__What to work on__: Render every entry below as a numbered list with one item per line, omitting any blank lines.

Data drawn from a collection
>>>>>

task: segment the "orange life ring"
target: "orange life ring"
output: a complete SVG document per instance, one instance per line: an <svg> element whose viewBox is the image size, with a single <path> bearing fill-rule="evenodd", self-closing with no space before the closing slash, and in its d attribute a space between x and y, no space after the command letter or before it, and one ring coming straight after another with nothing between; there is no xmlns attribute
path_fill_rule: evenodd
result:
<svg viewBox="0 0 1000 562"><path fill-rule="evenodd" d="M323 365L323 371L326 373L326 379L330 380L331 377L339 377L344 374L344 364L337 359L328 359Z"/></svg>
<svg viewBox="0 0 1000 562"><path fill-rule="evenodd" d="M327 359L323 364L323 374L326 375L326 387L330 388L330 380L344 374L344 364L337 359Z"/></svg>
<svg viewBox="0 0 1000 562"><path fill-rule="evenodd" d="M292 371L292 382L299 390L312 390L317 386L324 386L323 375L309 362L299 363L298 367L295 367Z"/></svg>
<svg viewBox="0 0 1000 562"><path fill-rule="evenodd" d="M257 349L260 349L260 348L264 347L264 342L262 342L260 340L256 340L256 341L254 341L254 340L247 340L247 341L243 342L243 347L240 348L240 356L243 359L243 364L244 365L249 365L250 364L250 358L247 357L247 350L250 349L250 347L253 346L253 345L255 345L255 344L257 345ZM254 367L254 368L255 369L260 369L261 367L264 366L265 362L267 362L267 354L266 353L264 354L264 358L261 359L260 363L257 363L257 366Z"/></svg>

<<<<<

__The result__:
1. task: segment the "orange life ring"
2. target: "orange life ring"
3. output: a complete SVG document per instance, one instance per line: an <svg> element whose viewBox is the image size, with a single <path> bearing fill-rule="evenodd", self-closing with no space before the closing slash, and in its d attribute a space between x and y, no space after the command letter or before it, and one ring coming straight after another with nothing between; there is no xmlns attribute
4. path_fill_rule: evenodd
5. result:
6. <svg viewBox="0 0 1000 562"><path fill-rule="evenodd" d="M323 365L323 371L326 373L326 379L330 380L331 377L339 377L344 374L344 364L337 359L328 359Z"/></svg>
7. <svg viewBox="0 0 1000 562"><path fill-rule="evenodd" d="M327 359L323 364L323 374L326 375L326 387L330 388L330 380L344 374L344 364L337 359Z"/></svg>
8. <svg viewBox="0 0 1000 562"><path fill-rule="evenodd" d="M292 371L292 382L299 390L312 390L317 386L324 386L323 375L309 362L299 363L298 367L295 367Z"/></svg>
9. <svg viewBox="0 0 1000 562"><path fill-rule="evenodd" d="M257 349L260 349L260 348L264 347L264 342L262 342L260 340L256 340L256 341L254 341L254 340L247 340L247 341L243 342L243 347L240 348L240 356L243 359L243 364L244 365L249 365L250 364L250 358L247 357L247 350L250 349L250 347L253 346L253 345L255 345L255 344L257 345ZM254 367L254 368L255 369L260 369L261 367L264 366L265 362L267 362L267 354L266 353L264 354L264 358L261 359L260 363L257 363L257 366Z"/></svg>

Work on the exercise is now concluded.